_Assignment_
What is wanted is the line holding "Task: locate the side" and every later line through the end of the entries, set down exactly.

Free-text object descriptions
====================
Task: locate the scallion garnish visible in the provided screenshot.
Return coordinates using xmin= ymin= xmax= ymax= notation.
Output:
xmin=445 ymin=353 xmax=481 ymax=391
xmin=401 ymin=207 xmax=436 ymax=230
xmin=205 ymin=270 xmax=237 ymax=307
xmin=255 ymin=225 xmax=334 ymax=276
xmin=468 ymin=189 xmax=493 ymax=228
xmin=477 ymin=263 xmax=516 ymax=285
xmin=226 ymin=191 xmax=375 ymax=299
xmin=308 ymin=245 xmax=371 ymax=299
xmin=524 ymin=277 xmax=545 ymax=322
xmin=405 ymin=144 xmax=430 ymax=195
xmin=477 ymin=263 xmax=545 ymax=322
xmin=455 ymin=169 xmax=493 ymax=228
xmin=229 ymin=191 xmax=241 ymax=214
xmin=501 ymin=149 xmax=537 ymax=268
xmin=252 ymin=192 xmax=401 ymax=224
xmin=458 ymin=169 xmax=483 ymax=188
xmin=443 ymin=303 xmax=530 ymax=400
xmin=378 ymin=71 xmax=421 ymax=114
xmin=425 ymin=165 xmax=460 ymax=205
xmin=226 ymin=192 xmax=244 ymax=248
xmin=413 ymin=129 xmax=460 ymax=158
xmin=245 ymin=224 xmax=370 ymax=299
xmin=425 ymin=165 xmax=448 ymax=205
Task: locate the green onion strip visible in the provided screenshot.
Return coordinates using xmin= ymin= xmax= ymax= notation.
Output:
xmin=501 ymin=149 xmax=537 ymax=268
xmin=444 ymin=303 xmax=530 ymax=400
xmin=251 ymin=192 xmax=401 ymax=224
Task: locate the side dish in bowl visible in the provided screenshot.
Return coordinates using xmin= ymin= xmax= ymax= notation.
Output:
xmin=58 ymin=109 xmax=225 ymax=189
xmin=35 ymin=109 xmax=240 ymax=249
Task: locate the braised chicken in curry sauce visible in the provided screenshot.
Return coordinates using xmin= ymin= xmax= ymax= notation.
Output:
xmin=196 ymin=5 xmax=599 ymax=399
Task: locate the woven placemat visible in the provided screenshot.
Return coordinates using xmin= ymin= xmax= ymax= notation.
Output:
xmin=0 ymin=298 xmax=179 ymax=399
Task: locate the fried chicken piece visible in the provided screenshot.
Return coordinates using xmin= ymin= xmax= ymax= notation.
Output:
====================
_Result_
Task: locate the side dish in bowl visible in the provided screenshot.
Return coordinates using xmin= ymin= xmax= ymax= notation.
Output:
xmin=58 ymin=109 xmax=225 ymax=189
xmin=35 ymin=109 xmax=240 ymax=249
Task: locate the braised chicken in curry sauce visible in the provided screenshot.
Return coordinates using xmin= ymin= xmax= ymax= notation.
Output:
xmin=196 ymin=5 xmax=599 ymax=399
Task: locate the woven placemat visible in the provided screenshot.
Return coordinates using xmin= ymin= xmax= ymax= notation.
Output:
xmin=0 ymin=298 xmax=179 ymax=399
Task: locate the fried chicken piece visible in the provided screenshot.
Return coordinates using xmin= ymin= xmax= ymax= notation.
Output:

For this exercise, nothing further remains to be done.